● **À faire**:
Poursuivez le texte sur la représentation des sexualités lesbiennes au cinéma, en reprenant juste après sa dernière phrase.

● **Passage du texte**:
Il n’existe pas UNE sexualité lesbienne. Il y a des sexualités, qui peuvent être toutes aussi variées, changeantes, multiples que nos identités.
Bien sûr, il est possible que certaines femmes pratiquent et aiment cette position étrange du ciseau qui semble avoir tant fait kiffer Kechiche et le public mâle hétérosexuel. Tout est possible. Mais vu la rareté des représentations de la sexualité lesbienne (ou gay) dans l’art ou au cinéma, nous prêtons particulièrement attention à la manière dont nous sommes représentés. Car, non, les gays ne passent pas leur temps à s’enculer. Non, les lesbiennes ne passent pas leur temps à se lécher la chatte ou faire les ciseaux. Toutes les positions et les pratiques sont valables, quelle que soit l’orientation sexuelle ou le genre des partenaires: levrette, missionnaire, cuillère, pour ne citer que les plus connues.
Il n’existe pas UNE sexualité lesbienne. Il y a des sexualités, qui peuvent être toutes aussi variées, changeantes, multiples que nos identités. Toutes les nuances de l’amour charnel peuvent être pratiquées entre deux femmes: pénétration vaginale avec un, deux, trois doigts, la langue, le poing, via sextoy, vibro ou gode-ceinture, sodomie, cunnilingus, fellation. Les orgasmes aussi sont divers et variés: vaginal, anal, éjaculation féminine, les trois en même temps et j’en passe. Ou peut-être qu’il n’y a rien de tout cela (cf. la pratique du tantra ou l’asexualité). L’attirance sexuelle et amoureuse pour un sexe ou un autre ne détermine pas des pratiques sexuelles spécifiques. Les scènes sexuelles de La Vie d’Adèle, malgré leur force, répondent à un schéma classique de la représentation du désir et du regard: des femmes hétérosexuelles jouant des rôles de lesbiennes, sous la direction d’un homme hétérosexuel.
Les hommes hétérosexuels ont toujours eu plus ou moins carte blanche pour exprimer leurs fantasmes ou leur propre vision de la sexualité à travers l’image.
Dans un monde idéal, où chaque vision aurait sa place, cela ne me dérangerait pas. Mais les réalisatrices et artistes lesbiennes sont sans cesse censurées à chaque niveau de leur carrière lorsqu’elles souhaitent produire et diffuser leurs propres images et leur propre vision de la sexualité. Qu’importe le réalisme, qu’importe de savoir ce qu’en pensent et comment le vivent les premières intéressées, si le “male gaze” (ce regard masculin omniprésent sur le corps des femmes qui est un jugement auquel on ne peut pas échapper) est comblé.

● **Extraits de données**:
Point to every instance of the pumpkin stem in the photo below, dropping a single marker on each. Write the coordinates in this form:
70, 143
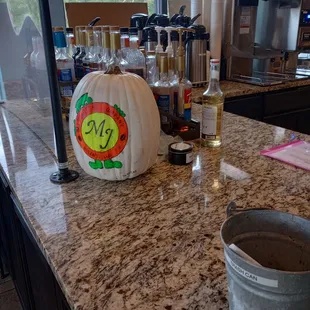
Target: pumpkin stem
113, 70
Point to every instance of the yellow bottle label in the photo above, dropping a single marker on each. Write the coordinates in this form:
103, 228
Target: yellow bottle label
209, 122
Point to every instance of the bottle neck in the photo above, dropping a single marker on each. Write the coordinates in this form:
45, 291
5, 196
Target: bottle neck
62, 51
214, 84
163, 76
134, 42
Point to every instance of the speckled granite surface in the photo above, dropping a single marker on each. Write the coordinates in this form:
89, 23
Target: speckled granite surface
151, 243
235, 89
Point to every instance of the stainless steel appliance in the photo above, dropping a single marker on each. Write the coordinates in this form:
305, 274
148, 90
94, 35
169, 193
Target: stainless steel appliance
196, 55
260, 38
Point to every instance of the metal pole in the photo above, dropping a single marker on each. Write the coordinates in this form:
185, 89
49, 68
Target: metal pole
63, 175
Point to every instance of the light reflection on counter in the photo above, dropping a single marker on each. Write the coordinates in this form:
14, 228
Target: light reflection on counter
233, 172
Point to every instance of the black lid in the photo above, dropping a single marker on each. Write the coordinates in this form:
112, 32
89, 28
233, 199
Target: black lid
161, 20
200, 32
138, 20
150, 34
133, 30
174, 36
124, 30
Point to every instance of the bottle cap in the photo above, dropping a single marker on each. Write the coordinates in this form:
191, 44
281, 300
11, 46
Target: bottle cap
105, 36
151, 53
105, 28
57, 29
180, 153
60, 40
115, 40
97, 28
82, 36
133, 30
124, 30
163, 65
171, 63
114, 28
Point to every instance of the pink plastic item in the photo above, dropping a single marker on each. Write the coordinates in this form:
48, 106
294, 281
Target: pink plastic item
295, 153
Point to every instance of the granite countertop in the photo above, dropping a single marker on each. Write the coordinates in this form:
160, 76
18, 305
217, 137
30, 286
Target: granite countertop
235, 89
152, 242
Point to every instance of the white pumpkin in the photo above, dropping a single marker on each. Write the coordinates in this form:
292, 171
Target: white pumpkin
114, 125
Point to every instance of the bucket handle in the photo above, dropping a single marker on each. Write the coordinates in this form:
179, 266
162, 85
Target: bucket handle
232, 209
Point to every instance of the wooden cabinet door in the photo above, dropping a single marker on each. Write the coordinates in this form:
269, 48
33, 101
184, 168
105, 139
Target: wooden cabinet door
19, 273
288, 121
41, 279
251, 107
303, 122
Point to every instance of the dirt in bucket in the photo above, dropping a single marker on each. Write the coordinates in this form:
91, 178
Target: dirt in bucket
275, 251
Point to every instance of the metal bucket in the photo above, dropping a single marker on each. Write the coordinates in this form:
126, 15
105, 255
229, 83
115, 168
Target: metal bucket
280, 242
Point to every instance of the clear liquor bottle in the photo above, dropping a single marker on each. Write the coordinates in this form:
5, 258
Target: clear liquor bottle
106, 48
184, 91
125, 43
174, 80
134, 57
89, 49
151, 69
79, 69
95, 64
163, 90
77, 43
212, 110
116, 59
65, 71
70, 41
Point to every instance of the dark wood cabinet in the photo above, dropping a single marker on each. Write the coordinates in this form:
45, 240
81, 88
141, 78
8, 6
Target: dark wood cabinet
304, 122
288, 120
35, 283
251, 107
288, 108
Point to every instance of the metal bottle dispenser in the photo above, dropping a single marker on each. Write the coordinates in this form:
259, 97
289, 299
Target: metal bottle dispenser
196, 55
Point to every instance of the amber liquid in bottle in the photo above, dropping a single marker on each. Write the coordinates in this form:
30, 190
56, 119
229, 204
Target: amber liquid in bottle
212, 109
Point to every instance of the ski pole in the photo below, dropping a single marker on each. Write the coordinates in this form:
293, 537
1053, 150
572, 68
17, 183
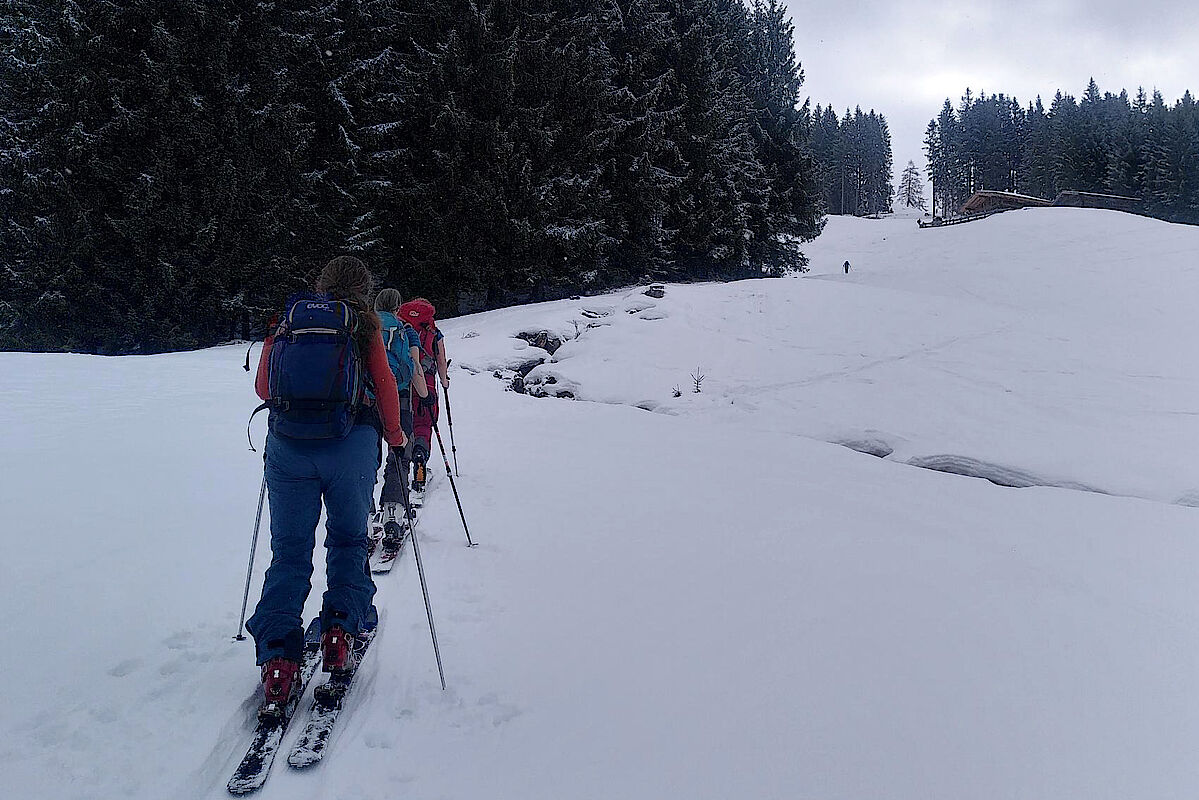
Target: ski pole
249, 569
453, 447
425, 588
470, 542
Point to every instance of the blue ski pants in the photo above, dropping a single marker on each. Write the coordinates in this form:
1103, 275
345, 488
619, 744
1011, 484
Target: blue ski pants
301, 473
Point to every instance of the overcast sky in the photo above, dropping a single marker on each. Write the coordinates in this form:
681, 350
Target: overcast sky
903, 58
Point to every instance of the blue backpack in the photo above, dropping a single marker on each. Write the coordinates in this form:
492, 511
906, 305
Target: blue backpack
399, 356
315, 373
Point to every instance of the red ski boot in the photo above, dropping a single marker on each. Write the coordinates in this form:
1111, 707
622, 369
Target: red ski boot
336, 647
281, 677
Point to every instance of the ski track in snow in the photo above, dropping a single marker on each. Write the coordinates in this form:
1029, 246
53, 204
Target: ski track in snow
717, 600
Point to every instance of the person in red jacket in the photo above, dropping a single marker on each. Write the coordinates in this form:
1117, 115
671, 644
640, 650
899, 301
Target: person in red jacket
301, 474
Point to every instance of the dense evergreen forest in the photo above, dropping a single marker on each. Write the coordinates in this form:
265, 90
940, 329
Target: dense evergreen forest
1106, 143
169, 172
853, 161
==
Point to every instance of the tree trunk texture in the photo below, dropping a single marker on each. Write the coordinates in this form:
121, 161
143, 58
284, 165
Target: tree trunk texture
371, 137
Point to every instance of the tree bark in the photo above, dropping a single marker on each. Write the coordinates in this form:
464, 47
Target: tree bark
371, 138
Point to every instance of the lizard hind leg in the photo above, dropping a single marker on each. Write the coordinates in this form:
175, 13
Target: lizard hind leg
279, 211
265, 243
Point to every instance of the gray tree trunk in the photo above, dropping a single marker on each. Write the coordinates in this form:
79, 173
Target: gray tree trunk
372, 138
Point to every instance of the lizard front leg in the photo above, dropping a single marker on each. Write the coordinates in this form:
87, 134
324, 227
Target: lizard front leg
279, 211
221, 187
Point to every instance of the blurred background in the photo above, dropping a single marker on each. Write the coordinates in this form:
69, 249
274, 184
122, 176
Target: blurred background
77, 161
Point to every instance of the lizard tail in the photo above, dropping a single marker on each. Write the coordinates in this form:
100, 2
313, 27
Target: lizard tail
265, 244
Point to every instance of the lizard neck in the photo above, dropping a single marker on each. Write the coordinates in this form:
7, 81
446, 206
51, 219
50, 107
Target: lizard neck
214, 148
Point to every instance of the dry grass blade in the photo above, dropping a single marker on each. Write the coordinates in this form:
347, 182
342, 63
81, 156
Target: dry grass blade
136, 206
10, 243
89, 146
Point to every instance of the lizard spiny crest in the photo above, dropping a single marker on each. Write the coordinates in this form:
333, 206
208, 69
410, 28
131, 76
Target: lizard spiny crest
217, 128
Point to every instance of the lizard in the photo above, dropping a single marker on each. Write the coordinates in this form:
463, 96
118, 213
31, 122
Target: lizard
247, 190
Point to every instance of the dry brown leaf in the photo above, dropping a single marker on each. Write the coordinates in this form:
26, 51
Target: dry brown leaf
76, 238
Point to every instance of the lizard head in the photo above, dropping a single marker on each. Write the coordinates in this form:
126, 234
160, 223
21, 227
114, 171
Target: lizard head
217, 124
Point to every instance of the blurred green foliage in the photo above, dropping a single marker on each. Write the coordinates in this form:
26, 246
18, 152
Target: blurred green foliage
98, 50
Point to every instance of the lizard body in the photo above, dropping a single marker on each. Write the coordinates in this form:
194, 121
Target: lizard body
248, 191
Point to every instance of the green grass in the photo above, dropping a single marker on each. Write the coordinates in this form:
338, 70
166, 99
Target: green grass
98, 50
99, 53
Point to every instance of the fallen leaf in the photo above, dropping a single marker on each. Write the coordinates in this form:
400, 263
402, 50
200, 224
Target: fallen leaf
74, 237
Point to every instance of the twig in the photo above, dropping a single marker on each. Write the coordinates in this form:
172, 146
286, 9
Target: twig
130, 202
---
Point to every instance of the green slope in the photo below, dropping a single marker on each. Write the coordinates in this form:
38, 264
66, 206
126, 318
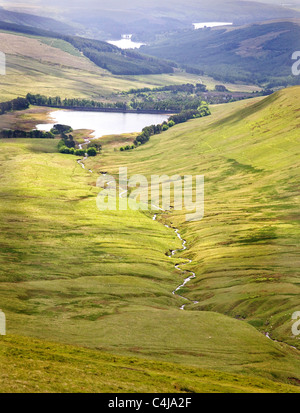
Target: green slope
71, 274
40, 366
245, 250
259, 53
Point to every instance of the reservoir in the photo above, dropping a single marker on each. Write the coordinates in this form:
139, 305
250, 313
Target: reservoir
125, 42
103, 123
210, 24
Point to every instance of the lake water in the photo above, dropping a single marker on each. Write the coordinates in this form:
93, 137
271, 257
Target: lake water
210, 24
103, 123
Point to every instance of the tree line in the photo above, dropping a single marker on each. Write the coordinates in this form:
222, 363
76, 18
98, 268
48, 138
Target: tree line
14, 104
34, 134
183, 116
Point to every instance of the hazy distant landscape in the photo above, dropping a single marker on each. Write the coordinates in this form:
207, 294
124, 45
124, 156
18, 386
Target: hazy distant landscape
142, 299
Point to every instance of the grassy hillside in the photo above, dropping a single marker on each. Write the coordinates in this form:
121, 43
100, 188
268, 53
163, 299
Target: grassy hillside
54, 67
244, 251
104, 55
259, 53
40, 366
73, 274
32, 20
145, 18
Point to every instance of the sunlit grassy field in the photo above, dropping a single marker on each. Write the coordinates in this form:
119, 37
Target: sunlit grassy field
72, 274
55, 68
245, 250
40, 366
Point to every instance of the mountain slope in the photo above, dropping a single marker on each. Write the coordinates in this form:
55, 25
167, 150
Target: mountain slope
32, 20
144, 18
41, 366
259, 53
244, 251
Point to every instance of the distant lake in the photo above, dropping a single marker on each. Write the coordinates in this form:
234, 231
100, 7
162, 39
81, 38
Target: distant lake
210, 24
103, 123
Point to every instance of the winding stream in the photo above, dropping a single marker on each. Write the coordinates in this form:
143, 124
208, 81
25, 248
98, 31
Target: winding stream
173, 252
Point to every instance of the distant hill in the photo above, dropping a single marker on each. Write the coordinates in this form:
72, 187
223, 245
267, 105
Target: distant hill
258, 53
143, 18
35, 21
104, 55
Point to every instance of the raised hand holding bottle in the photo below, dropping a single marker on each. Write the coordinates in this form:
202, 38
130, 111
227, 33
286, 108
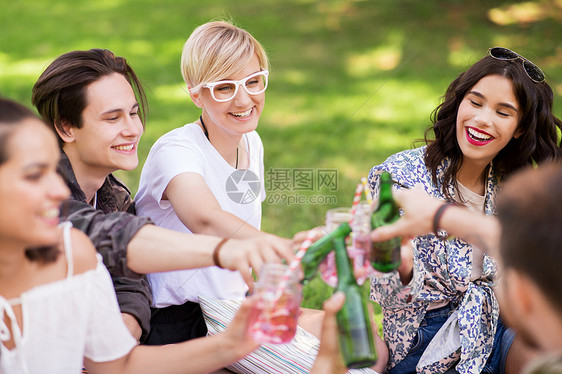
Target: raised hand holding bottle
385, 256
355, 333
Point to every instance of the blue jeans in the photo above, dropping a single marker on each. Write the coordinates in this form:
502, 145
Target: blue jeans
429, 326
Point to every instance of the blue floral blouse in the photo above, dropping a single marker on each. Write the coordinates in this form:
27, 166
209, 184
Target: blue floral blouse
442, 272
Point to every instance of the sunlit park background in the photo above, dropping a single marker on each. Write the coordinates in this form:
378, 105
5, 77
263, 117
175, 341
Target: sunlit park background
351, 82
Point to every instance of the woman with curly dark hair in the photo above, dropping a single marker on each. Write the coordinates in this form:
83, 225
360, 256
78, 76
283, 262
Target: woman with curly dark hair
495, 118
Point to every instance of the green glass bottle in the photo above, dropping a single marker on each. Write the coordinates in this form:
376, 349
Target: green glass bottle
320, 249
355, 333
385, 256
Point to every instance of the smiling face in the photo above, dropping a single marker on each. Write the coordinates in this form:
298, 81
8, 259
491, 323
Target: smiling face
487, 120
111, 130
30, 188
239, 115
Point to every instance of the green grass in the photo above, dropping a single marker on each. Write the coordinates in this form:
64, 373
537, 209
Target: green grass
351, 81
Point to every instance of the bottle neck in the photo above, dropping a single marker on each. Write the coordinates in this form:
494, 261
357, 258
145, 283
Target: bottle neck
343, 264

● **Résultat de l'exercice**:
Le sexe explicite au cinéma, ce n’est pas nouveau: L’Empire des sens en est le parfait exemple. Les hommes hétérosexuels ont toujours eu plus ou moins carte blanche pour exprimer leurs fantasmes ou leur propre vision de la sexualité à travers l’image. Il en va différemment pour les femmes, les lesbiennes, les gays, les bis, les trans. Ce qui est tabou encore aujourd’hui n’est pas le sexe, mais bien les images, les films et les discours spécifiques créés par les femmes (et les minorités) sur leurs propres sexualités. Sans même parler d’images, le simple mot “lesbienne” est gommé. Comme le fait remarquer la journaliste Alice Coffin, faites le tour des articles sur La vie d’Adèle (Le Monde, Télérama, Elle, Le Figaro… ) et vérifiez si le mot “lesbienne” y figure ou pas.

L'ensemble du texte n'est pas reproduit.